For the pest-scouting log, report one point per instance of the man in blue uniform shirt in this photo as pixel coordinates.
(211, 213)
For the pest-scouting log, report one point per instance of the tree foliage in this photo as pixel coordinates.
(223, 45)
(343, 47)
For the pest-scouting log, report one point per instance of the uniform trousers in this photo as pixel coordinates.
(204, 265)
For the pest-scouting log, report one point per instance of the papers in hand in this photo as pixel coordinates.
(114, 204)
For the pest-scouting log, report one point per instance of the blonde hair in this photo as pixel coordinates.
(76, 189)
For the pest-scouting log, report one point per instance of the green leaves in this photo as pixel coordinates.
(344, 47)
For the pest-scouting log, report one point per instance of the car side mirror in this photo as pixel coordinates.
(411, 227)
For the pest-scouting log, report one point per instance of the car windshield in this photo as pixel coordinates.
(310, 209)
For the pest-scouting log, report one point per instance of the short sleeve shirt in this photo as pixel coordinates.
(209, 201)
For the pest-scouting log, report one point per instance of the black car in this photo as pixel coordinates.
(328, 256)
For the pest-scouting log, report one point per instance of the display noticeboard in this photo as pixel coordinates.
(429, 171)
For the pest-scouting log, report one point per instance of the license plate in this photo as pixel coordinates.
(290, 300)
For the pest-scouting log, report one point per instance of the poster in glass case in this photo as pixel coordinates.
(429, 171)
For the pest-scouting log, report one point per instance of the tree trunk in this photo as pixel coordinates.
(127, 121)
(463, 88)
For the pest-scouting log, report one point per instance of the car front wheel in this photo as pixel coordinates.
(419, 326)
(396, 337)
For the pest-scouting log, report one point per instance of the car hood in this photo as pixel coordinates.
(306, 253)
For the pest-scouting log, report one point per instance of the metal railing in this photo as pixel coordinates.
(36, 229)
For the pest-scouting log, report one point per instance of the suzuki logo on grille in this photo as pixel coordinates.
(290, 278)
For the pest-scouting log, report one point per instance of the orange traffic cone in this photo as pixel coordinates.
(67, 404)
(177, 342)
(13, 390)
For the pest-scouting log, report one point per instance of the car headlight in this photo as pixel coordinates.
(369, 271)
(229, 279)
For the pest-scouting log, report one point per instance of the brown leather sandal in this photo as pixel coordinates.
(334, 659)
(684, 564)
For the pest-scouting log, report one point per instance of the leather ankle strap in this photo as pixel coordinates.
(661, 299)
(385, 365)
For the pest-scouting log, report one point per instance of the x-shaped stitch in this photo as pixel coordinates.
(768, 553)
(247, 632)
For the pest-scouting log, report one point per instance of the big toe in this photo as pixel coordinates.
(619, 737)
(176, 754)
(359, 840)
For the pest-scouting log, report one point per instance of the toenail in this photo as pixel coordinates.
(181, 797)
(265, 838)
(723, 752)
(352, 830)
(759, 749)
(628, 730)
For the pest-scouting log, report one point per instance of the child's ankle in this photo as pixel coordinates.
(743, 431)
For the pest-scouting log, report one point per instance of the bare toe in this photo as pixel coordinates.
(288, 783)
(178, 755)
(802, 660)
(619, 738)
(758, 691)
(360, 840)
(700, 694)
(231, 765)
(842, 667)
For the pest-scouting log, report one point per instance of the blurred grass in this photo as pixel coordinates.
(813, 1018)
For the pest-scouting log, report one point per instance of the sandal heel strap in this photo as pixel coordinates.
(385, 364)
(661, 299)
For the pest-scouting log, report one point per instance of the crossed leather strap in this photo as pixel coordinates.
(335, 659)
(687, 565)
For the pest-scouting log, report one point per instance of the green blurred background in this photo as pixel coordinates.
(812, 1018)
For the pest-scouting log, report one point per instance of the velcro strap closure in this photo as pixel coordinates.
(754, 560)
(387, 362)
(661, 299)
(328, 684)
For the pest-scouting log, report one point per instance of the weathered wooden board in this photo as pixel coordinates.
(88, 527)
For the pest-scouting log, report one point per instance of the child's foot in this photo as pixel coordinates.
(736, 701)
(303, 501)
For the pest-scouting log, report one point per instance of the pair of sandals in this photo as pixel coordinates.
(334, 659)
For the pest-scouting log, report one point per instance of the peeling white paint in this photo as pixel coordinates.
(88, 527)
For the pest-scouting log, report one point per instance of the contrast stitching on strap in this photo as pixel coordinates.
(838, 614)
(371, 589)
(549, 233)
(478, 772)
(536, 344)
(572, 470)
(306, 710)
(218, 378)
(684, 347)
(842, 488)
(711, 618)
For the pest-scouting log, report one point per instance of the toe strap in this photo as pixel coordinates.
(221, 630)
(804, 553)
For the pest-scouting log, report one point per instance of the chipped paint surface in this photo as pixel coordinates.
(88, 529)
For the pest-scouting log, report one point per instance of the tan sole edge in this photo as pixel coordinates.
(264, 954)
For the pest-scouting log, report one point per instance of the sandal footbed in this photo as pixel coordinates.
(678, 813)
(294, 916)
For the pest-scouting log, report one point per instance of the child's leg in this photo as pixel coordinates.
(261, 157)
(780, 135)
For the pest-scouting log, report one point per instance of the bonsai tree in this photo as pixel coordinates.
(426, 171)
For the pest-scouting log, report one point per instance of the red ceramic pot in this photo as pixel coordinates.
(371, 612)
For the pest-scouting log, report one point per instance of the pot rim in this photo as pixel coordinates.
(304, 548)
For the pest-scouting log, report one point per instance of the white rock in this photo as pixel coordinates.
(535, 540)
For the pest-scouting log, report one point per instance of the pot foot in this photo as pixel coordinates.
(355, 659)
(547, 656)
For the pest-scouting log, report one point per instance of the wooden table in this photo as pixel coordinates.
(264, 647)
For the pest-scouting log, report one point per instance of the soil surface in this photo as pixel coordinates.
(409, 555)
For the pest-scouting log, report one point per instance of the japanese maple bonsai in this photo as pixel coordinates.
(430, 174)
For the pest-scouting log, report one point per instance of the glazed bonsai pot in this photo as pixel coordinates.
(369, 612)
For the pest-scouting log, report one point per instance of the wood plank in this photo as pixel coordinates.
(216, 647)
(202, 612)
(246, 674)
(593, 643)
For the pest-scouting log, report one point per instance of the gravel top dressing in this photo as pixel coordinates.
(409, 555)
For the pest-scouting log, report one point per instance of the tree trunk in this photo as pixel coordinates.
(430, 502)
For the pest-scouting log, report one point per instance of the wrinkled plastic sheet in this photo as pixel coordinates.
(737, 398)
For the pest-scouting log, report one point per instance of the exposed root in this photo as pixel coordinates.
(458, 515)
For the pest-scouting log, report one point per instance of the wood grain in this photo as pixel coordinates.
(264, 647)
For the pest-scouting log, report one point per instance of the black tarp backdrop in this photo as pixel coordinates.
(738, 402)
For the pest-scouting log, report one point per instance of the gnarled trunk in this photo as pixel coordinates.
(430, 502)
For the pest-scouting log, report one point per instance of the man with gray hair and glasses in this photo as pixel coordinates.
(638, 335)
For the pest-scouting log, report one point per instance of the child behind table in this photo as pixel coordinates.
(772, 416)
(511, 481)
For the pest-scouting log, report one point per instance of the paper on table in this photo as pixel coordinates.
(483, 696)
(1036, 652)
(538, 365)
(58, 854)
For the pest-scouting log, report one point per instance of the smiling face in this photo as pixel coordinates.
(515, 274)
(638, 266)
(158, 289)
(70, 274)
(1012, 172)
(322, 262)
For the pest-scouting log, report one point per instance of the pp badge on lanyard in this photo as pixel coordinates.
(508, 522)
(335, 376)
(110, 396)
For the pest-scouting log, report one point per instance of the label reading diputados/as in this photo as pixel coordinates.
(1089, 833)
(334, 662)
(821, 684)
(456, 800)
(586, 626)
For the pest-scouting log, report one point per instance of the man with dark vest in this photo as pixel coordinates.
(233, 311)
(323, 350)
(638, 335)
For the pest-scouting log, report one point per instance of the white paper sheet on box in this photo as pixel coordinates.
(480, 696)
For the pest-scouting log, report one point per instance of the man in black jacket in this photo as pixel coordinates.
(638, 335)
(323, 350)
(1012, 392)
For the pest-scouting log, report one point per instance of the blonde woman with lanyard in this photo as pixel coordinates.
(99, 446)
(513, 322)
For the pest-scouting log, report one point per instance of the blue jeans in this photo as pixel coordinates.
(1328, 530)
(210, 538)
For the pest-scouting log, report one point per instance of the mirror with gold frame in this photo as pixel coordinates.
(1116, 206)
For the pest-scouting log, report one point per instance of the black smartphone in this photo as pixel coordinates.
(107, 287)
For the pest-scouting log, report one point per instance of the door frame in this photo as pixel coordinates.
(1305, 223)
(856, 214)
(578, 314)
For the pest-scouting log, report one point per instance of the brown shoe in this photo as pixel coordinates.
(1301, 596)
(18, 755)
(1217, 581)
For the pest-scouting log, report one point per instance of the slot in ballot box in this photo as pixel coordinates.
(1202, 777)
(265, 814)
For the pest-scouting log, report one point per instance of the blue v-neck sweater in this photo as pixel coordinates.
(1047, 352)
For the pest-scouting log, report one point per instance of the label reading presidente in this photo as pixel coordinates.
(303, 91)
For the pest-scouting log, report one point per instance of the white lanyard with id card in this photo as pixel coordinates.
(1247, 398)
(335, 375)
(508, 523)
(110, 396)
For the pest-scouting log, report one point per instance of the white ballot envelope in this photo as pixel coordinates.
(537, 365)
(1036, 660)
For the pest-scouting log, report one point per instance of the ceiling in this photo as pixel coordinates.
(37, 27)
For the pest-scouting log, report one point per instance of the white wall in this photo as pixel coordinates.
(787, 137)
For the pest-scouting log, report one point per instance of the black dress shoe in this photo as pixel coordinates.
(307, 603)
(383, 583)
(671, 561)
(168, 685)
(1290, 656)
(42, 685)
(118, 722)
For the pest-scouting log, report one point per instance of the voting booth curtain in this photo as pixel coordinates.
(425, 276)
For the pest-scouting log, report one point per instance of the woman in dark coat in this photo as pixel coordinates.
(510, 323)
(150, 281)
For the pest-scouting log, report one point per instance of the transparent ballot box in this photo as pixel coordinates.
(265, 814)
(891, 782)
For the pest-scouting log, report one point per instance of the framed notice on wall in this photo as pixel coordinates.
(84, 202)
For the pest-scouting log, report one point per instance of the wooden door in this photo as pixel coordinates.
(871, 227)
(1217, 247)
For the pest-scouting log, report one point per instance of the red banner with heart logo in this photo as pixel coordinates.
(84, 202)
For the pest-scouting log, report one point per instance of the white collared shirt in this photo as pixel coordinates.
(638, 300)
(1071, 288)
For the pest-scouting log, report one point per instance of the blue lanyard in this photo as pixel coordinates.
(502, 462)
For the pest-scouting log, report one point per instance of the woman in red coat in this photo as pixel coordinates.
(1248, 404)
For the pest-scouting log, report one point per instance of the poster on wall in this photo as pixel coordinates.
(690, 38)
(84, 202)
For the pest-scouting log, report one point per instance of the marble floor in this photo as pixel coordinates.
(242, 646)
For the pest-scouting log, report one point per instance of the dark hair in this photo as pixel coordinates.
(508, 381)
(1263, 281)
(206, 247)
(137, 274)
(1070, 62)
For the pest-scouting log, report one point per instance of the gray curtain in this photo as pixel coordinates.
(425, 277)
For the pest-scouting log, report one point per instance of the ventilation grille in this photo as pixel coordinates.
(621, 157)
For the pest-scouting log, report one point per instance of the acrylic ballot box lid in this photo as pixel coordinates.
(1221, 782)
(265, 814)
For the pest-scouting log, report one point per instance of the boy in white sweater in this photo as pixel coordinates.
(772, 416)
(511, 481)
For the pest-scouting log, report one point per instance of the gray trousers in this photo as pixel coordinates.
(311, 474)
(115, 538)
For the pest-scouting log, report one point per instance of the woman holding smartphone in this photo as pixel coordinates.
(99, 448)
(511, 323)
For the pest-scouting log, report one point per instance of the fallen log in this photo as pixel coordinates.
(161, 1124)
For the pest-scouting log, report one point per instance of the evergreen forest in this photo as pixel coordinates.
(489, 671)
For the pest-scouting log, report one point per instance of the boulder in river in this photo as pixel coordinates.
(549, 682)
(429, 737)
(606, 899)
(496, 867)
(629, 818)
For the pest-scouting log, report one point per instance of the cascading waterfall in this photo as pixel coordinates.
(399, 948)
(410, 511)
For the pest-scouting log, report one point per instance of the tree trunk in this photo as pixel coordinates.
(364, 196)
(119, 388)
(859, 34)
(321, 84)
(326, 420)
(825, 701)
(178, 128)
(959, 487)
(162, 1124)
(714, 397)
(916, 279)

....

→ Problem requirements: Copy the listing above word for word, from the line containing "forest in this photo as pixel coordinates." through its final line.

→ The answer:
For the pest-scouting log, report one point per instance of the evergreen forest in this photo as pixel coordinates.
(489, 671)
For the pest-scouting log, report one point per instance of the boulder in river in this photo as pixel coordinates.
(549, 682)
(429, 737)
(606, 899)
(496, 867)
(629, 818)
For the pest-scouting log, report one point per instance of the cascading waterfall in this photo as pixel coordinates.
(399, 948)
(410, 511)
For the pest-scouting log, report one point per instance of the tree trunk in this photo as pixel coordinates.
(364, 196)
(119, 388)
(859, 34)
(321, 84)
(326, 420)
(825, 701)
(178, 128)
(959, 487)
(162, 1124)
(714, 397)
(916, 279)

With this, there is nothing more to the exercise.